** Belge **

--------------------------------

ABD Başkanı Trump’ın Körfez Ziyareti ve Abartılı Anlaşmalar

ABD halkını ilgilendirmeyen savaşların finansmanı yüzünden iflasın eşiğindeki ABD’nin büyük çaplı bir savaşı göze alması artık çok zordur. ABD başkanının Ortadoğu gezisini ekonomi odaklı yapması ve İsrail’e sırtını çevirmesinin sebebi, mevcut borçları çevirebilmek için ihtiyaç duyduğu parayı temin etmek ve savaş maliyetlerinden kaçınmak maksatlıdır.
Mayıs 26, 2025
image_print

ABD Başkanı Donald Trump’ın 13-16 Mayıs tarihleri arasında Suudi Arabistan, Katar ve Birleşik Arap Emirliklerini kapsayan ziyareti sırasında bu ülkelerle yaptığı trilyon dolarlık anlaşmalar ve bu ziyaretin öncesinden itibaren İsrail’in Trump yönetimi tarafından by pass edilmesi dünyanın gündemine oturdu.

ABD’nin 6 Mayıs’ta Yemen Husileri ile Kızıldeniz’den askerlerini çekmeyi taahhüd eden bir ateşkes anlaşması imzalaması ancak bu anlaşmanın İsrail’in güvenliğini kapsamaması, 11 Mayıs’ta Amerikan vatandaşı bir İsrail ordusu askerinin serbest bırakılması için İsrail’i devre dışı bırakarak Hamas ile doğrudan görüşmeler gerçekleştirmesi, ABD’nin Körfez ülkelerine yönelik yüklü silah satış anlaşmaları yapması, yeni Suriye yönetimini tanıması ve yaptırımları kaldırma kararı, 12 Nisan’dan itibaren İran ile yürüttüğü nükleer temaslar, İsraillilerde kendilerinin ABD ile ilişkilerde önceliğini kaybettiği endişesini doğurdu.

--------------------------------

** Sağlanan Veriler **
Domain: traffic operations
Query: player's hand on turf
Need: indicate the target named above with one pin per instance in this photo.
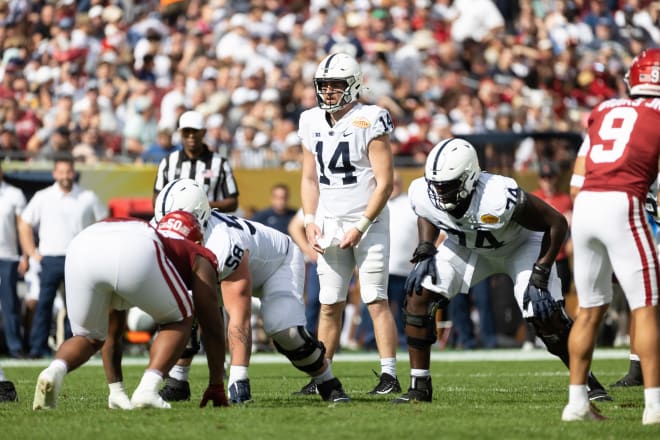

--------------------------------

** Görev Talimatları **
[A] Belgede "Mayıs 26, 2025" ile başlayıp "dünyanın gündemine oturdu." ile biten bölümü, "Katar" ifadesini "Umman" ile değiştirerek yeniden yazın.
[B] Belgeye göre aşağıdaki soruları yanıtlayın:
(i) Trump'ın Körfez ziyareti hangi tarihler arasında gerçekleşti?
(ii) ABD, Yemen Husileri ile ateşkes anlaşmasını hangi gün imzaladı?
(iii) ABD'nin İran ile nükleer temasları hangi tarihten itibaren sürüyor?
[C] Aşağıdaki ifadeler belgeyle uyuşuyor mu? Her birine evet ya da hayır deyin ve belgeden belirleyici sözcükleri birebir alıntılayın.
(i) Trump'ın ziyareti Suudi Arabistan, Katar ve Birleşik Arap Emirliklerini kapsıyordu.
(ii) Husilerle yapılan ateşkes anlaşması İsrail'in güvenliğini de kapsıyordu.
(iii) ABD, Hamas ile görüşmelerini İsrail aracılığıyla yürüttü.

** Sonuçlar **
[A]
Mayıs 26, 2025
image_print

ABD Başkanı Donald Trump’ın 13-16 Mayıs tarihleri arasında Suudi Arabistan, Umman ve Birleşik Arap Emirliklerini kapsayan ziyareti sırasında bu ülkelerle yaptığı trilyon dolarlık anlaşmalar ve bu ziyaretin öncesinden itibaren İsrail’in Trump yönetimi tarafından by pass edilmesi dünyanın gündemine oturdu.

[B]
(i) 13-16 Mayıs tarihleri arasında.
(ii) 6 Mayıs'ta.
(iii) 12 Nisan'dan itibaren.

[C]
(i) Evet: "Suudi Arabistan, Katar ve Birleşik Arap Emirliklerini kapsayan ziyareti"
(ii) Hayır: "bu anlaşmanın İsrail’in güvenliğini kapsamaması"
(iii) Hayır: "İsrail’i devre dışı bırakarak Hamas ile doğrudan görüşmeler gerçekleştirmesi"